>> Begin GIVEN PASSAGE

This scumbag who drugs and obviously rapes the exotic girl each night, now has set his eyes on the female star of the movie: double-agent’s niece.
So he sends out his very, very black(ened) brute to capture her, which makes Heinz Drache very curious about what is going on in this castle. Also, we have a very suspiciously behaving scriptwriter called Kinski who has a script that was written on the same typewriter as the letters that accompany each head.
This is fun. Humor is lacking a bit although Drache and Kinski play off each other beautifully. But the depictions of perverse lifestyles are breathtakingly blunt. Direction is crisp and the movie begs to get a high-def scan from the negative.
The movie did very well until Rialto was able to push "Die Bande des Schreckens” into the theaters a mere 3 weeks later. And in a move to basically prevent their competition from continuing with these movies, they simply hired most of the cast in long-term contracts.
This movie delivers in all departments and has you guessing at who the Avenger is until the end. This is a tough, sensationalist, exotic, and kinky crime movie.

>> End GIVEN PASSAGE

(WHAT YOU NEED TO DO) Decide whether each statement below agrees with the movie review, answering yes or no and quoting the review's deciding words. 1. The review finds the movie full of humor. 2. Rialto got "Die Bande des Schreckens" into theaters three weeks later. 3. The movie keeps the Avenger's identity uncertain until the end.

>> Begin ENTRIES

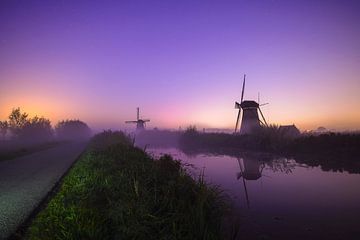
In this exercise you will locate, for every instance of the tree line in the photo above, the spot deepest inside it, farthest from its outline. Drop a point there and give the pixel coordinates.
(20, 127)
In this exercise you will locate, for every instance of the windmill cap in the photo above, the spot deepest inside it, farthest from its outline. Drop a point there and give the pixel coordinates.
(249, 104)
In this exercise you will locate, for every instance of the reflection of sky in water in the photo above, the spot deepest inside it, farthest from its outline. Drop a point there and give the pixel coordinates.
(288, 200)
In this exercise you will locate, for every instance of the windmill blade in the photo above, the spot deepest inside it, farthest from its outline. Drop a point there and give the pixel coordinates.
(262, 115)
(237, 120)
(242, 92)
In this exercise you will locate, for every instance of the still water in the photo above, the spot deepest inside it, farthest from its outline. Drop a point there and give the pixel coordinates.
(278, 198)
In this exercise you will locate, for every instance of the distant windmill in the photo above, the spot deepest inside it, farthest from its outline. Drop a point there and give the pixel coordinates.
(140, 123)
(250, 117)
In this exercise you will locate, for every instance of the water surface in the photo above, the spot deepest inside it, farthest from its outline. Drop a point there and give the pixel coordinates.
(279, 198)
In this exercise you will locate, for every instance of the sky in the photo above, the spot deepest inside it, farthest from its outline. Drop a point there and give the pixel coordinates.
(181, 62)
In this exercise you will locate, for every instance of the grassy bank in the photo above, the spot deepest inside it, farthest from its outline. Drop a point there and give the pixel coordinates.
(117, 191)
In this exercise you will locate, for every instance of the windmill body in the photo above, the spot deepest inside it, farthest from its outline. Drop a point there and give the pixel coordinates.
(140, 123)
(250, 120)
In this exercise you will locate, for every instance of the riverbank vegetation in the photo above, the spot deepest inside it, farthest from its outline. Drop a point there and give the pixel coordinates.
(331, 151)
(117, 191)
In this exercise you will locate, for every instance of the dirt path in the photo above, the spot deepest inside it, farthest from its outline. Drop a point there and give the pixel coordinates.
(26, 180)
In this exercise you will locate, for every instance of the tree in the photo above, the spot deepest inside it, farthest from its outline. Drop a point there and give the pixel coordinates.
(72, 130)
(3, 128)
(17, 121)
(36, 129)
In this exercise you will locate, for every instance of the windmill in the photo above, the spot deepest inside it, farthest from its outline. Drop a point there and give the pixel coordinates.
(140, 123)
(250, 117)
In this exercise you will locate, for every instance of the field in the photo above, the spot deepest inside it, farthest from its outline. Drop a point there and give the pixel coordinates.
(118, 191)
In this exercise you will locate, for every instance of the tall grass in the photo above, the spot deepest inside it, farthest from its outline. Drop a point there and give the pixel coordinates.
(117, 191)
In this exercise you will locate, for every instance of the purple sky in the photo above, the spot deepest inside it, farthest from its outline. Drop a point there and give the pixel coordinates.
(181, 62)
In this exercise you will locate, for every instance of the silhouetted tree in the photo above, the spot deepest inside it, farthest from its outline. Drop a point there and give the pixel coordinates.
(3, 128)
(72, 130)
(23, 128)
(17, 121)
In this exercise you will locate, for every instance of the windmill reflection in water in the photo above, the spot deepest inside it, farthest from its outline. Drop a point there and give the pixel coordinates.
(250, 169)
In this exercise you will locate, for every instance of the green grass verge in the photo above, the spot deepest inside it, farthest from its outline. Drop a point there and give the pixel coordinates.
(117, 191)
(15, 152)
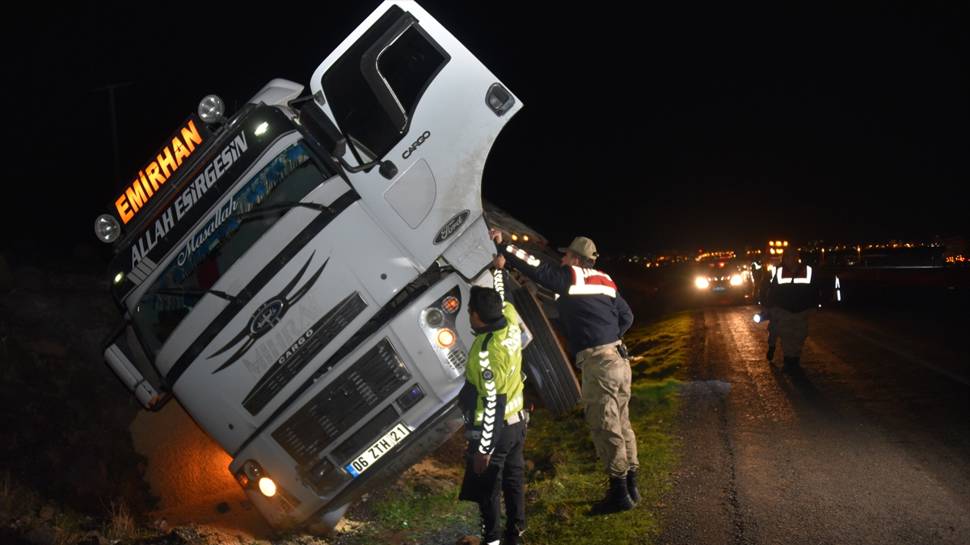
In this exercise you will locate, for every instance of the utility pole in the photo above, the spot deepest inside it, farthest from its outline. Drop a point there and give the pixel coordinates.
(113, 119)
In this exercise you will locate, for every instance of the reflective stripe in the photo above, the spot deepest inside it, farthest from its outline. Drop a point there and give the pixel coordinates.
(488, 418)
(498, 283)
(591, 282)
(793, 280)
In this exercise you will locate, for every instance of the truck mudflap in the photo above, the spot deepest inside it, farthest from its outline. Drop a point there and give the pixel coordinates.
(433, 433)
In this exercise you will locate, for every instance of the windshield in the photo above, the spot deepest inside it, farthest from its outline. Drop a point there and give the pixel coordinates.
(221, 240)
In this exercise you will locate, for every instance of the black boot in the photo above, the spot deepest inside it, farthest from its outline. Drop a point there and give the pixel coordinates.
(631, 485)
(617, 498)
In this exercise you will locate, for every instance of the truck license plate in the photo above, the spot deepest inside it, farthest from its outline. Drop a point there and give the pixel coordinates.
(374, 452)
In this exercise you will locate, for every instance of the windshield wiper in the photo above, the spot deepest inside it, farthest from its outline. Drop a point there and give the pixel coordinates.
(192, 291)
(260, 210)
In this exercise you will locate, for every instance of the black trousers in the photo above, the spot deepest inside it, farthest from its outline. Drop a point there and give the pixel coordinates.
(506, 468)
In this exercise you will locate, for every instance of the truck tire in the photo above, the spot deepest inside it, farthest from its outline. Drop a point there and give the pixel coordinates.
(549, 370)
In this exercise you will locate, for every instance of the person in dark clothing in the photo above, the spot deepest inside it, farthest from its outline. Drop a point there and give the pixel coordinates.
(792, 295)
(594, 317)
(764, 283)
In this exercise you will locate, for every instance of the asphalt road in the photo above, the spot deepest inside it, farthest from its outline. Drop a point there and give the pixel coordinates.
(869, 444)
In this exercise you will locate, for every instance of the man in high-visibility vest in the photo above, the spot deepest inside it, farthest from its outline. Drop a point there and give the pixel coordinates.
(495, 420)
(594, 317)
(792, 294)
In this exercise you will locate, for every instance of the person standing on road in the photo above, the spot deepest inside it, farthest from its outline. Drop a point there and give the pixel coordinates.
(495, 420)
(594, 317)
(792, 294)
(764, 284)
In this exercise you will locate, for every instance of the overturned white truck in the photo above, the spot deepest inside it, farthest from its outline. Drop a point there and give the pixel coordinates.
(295, 275)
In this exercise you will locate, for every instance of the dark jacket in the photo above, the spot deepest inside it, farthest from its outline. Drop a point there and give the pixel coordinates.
(793, 291)
(591, 310)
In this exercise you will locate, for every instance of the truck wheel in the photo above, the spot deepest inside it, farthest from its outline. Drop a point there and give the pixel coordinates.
(549, 371)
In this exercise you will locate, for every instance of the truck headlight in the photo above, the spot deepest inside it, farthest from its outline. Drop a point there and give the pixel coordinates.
(267, 487)
(106, 228)
(212, 109)
(438, 321)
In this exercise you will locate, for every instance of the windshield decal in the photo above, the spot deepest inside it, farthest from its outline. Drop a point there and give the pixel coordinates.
(268, 315)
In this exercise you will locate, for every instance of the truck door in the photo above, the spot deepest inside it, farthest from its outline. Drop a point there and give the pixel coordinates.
(403, 91)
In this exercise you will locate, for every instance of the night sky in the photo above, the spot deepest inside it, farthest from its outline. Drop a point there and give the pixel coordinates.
(704, 125)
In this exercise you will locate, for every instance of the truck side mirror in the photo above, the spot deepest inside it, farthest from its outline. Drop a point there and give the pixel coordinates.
(323, 129)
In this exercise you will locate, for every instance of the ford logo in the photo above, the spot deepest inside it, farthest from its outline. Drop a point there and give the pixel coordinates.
(266, 316)
(451, 227)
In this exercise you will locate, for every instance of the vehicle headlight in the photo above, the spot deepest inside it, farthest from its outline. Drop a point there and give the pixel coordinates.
(439, 323)
(267, 487)
(106, 228)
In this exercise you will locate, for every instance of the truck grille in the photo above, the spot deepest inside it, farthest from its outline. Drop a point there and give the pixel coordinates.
(343, 403)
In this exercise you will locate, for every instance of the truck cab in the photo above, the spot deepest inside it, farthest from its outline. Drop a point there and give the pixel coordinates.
(295, 275)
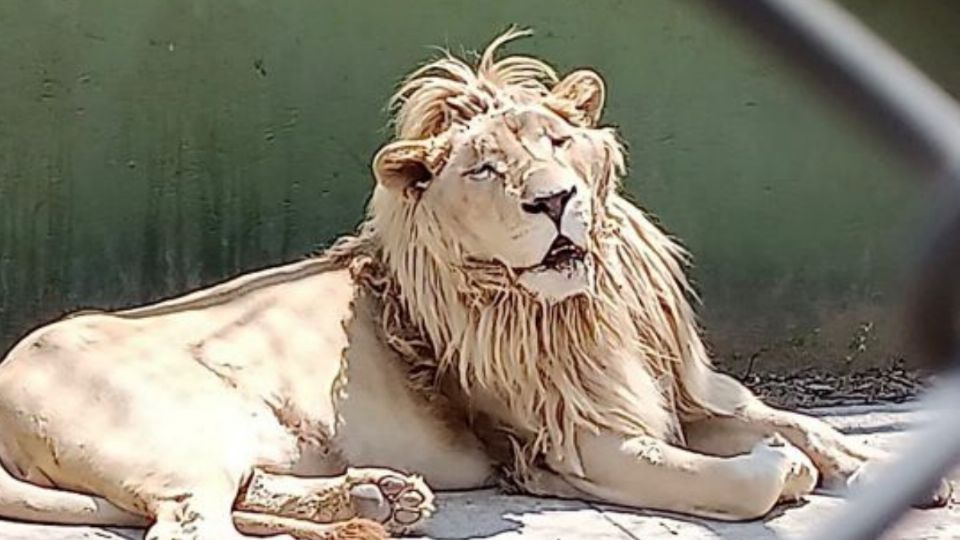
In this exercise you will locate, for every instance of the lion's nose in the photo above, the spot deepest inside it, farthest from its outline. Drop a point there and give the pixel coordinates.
(552, 205)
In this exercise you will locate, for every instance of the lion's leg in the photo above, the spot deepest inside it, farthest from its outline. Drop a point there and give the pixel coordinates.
(400, 502)
(196, 517)
(840, 459)
(648, 473)
(266, 524)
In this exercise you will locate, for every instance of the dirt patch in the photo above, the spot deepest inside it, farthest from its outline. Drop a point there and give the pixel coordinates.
(820, 388)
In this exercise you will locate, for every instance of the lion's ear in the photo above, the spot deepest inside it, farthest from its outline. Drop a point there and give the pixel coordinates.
(583, 93)
(402, 166)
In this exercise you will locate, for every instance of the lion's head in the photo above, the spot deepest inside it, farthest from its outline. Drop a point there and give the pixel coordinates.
(503, 169)
(508, 259)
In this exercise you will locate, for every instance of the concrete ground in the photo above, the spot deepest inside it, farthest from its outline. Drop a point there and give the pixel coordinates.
(489, 515)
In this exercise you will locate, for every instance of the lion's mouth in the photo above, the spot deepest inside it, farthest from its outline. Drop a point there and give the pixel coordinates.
(563, 253)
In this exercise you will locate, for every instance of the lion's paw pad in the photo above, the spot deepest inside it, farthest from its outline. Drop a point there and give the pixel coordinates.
(801, 474)
(402, 503)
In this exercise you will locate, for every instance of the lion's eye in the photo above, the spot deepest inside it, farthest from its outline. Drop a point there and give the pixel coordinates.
(483, 173)
(561, 142)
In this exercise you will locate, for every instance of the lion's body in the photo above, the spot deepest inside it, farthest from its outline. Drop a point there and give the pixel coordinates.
(501, 295)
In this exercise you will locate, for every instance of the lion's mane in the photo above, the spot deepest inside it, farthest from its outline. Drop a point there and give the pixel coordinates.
(625, 358)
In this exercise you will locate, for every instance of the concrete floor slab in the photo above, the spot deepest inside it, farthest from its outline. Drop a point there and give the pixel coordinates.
(490, 515)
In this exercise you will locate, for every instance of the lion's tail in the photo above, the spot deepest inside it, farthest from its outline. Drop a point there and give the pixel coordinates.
(23, 501)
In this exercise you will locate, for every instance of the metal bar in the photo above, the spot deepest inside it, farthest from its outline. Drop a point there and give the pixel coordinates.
(921, 121)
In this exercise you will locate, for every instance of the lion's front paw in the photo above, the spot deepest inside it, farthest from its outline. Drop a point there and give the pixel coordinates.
(872, 469)
(800, 474)
(401, 502)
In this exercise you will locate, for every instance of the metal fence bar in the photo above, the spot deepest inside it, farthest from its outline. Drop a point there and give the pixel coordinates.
(923, 122)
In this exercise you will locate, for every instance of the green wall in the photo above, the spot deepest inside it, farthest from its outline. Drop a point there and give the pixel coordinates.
(153, 146)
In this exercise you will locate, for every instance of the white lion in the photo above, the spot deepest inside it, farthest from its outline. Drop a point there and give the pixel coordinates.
(503, 313)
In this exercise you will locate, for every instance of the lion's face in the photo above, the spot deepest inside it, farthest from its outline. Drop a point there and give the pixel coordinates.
(513, 184)
(515, 190)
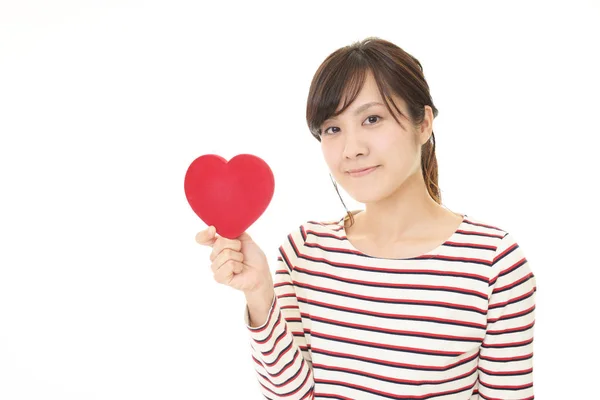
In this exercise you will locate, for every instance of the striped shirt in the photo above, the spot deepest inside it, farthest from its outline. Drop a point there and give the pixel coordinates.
(454, 323)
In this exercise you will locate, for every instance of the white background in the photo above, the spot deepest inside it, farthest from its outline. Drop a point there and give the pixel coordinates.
(104, 294)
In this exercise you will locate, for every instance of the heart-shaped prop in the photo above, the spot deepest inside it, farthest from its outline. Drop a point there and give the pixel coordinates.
(229, 195)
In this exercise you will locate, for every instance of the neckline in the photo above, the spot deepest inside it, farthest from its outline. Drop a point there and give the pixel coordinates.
(436, 250)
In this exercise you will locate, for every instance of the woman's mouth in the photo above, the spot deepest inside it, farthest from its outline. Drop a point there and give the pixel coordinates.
(363, 172)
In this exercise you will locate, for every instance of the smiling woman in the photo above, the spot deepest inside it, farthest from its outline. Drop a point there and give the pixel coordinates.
(405, 299)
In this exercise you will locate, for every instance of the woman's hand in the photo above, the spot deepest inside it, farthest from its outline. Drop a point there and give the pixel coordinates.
(238, 263)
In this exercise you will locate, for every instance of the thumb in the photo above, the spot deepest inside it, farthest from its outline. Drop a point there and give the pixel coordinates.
(244, 237)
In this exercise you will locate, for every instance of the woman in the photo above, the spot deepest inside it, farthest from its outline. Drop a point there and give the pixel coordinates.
(405, 299)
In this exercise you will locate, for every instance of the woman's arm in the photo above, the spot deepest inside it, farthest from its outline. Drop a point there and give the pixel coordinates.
(279, 344)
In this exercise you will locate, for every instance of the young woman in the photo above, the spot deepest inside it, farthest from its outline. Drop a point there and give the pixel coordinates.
(403, 300)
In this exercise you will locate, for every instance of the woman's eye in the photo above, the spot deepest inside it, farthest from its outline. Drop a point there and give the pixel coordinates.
(372, 116)
(324, 132)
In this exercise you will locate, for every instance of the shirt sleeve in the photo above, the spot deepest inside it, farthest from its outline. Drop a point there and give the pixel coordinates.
(506, 354)
(280, 348)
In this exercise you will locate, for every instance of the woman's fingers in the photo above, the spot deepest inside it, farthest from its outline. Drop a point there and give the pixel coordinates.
(226, 271)
(221, 244)
(206, 237)
(224, 257)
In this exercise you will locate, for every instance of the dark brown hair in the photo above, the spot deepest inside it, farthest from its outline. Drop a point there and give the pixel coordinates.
(343, 74)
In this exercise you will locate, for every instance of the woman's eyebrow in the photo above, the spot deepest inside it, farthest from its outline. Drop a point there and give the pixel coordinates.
(361, 108)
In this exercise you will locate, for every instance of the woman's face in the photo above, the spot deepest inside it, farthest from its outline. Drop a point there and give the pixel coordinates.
(363, 137)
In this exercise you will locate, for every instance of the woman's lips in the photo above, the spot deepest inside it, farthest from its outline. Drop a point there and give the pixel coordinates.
(362, 172)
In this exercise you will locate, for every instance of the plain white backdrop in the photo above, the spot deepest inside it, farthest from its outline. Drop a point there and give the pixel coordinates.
(105, 295)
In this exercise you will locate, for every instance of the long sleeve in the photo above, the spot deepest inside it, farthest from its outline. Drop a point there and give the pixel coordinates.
(506, 354)
(279, 346)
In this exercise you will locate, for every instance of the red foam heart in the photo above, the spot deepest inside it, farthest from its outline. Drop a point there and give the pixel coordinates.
(229, 195)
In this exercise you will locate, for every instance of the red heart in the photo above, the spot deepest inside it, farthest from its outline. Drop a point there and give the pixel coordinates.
(229, 195)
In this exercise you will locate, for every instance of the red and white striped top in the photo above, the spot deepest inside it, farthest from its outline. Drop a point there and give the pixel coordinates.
(454, 323)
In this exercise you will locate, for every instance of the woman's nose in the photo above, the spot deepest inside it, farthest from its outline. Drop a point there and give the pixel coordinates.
(354, 145)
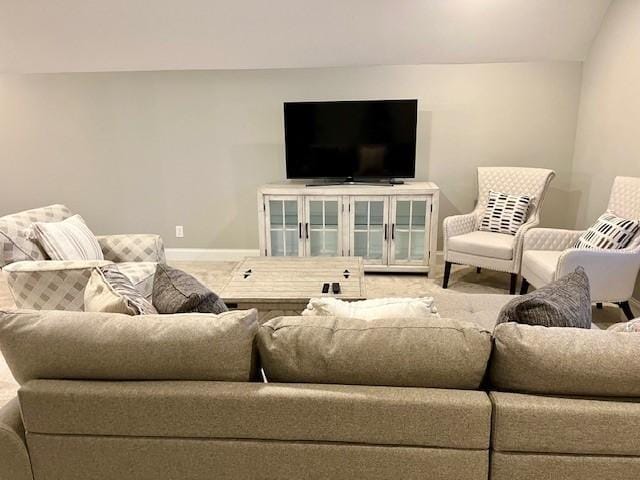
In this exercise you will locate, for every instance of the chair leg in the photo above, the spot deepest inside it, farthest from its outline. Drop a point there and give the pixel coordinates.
(626, 308)
(514, 282)
(447, 273)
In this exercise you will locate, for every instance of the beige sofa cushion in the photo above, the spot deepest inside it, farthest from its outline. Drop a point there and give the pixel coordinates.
(323, 413)
(103, 458)
(543, 424)
(565, 361)
(529, 466)
(108, 346)
(482, 309)
(429, 352)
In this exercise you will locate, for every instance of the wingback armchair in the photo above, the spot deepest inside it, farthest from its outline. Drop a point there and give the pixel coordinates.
(42, 284)
(465, 244)
(549, 253)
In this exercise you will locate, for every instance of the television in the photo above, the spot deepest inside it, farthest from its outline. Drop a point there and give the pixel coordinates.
(350, 140)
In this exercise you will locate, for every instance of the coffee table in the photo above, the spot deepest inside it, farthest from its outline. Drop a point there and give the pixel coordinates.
(283, 285)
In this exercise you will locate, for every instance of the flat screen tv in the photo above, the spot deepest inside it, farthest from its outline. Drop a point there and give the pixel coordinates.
(371, 139)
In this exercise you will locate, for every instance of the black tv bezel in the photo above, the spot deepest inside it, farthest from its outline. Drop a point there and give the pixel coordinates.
(368, 177)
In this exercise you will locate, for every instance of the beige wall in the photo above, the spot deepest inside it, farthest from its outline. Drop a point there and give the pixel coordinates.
(143, 152)
(608, 135)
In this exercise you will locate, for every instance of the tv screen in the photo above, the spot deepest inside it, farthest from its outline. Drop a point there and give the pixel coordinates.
(350, 139)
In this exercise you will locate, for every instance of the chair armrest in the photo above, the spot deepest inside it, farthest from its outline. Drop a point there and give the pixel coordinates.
(459, 225)
(550, 239)
(14, 456)
(612, 273)
(132, 248)
(50, 284)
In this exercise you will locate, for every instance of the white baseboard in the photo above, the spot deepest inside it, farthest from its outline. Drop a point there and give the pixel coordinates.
(209, 254)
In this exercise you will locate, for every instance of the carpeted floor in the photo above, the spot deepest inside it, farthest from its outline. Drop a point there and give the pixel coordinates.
(216, 274)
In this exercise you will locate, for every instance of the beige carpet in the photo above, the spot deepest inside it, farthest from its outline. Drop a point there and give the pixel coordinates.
(216, 274)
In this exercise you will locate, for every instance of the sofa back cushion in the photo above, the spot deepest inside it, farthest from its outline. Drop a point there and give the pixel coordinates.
(107, 346)
(426, 352)
(15, 244)
(565, 361)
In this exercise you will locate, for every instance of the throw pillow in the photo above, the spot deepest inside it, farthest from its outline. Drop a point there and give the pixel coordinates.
(175, 291)
(632, 326)
(505, 213)
(69, 239)
(110, 290)
(372, 309)
(563, 303)
(609, 232)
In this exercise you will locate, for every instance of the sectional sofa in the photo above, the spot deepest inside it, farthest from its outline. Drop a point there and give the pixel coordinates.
(107, 397)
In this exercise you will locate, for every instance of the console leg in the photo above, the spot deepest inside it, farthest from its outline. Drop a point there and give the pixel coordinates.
(514, 282)
(447, 273)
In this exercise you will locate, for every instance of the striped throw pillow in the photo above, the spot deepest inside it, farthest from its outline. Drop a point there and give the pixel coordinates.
(505, 213)
(69, 239)
(610, 232)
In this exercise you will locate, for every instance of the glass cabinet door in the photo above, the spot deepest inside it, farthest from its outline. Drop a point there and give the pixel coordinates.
(284, 227)
(409, 229)
(322, 227)
(369, 229)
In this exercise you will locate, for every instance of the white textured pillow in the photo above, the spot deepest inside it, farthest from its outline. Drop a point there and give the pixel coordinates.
(505, 213)
(69, 239)
(379, 308)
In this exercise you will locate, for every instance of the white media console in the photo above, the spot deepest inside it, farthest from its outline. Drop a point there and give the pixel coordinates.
(394, 228)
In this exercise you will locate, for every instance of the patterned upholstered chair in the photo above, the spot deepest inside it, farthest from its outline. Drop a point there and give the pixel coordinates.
(549, 253)
(42, 284)
(466, 245)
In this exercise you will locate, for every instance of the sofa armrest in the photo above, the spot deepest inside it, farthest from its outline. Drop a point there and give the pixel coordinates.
(50, 284)
(132, 248)
(14, 456)
(612, 273)
(550, 239)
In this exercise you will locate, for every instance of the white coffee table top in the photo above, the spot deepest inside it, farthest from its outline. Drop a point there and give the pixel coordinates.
(293, 279)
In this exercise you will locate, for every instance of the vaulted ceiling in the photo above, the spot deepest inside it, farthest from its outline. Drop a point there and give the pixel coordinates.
(121, 35)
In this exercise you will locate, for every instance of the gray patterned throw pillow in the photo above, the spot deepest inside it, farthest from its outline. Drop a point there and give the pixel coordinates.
(175, 291)
(563, 303)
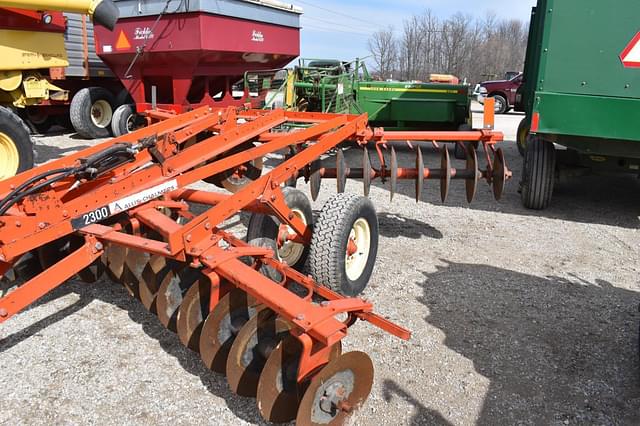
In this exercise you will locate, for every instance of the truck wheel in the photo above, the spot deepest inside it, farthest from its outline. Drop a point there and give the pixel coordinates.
(264, 226)
(91, 111)
(344, 244)
(539, 173)
(522, 135)
(502, 106)
(460, 152)
(124, 120)
(16, 145)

>> End ENTRIES

(WRITTEN REPLY)
1. No: "Humor is lacking a bit"
2. Yes: "Rialto was able to push "Die Bande des Schreckens” into the theaters a mere 3 weeks later"
3. Yes: "has you guessing at who the Avenger is until the end"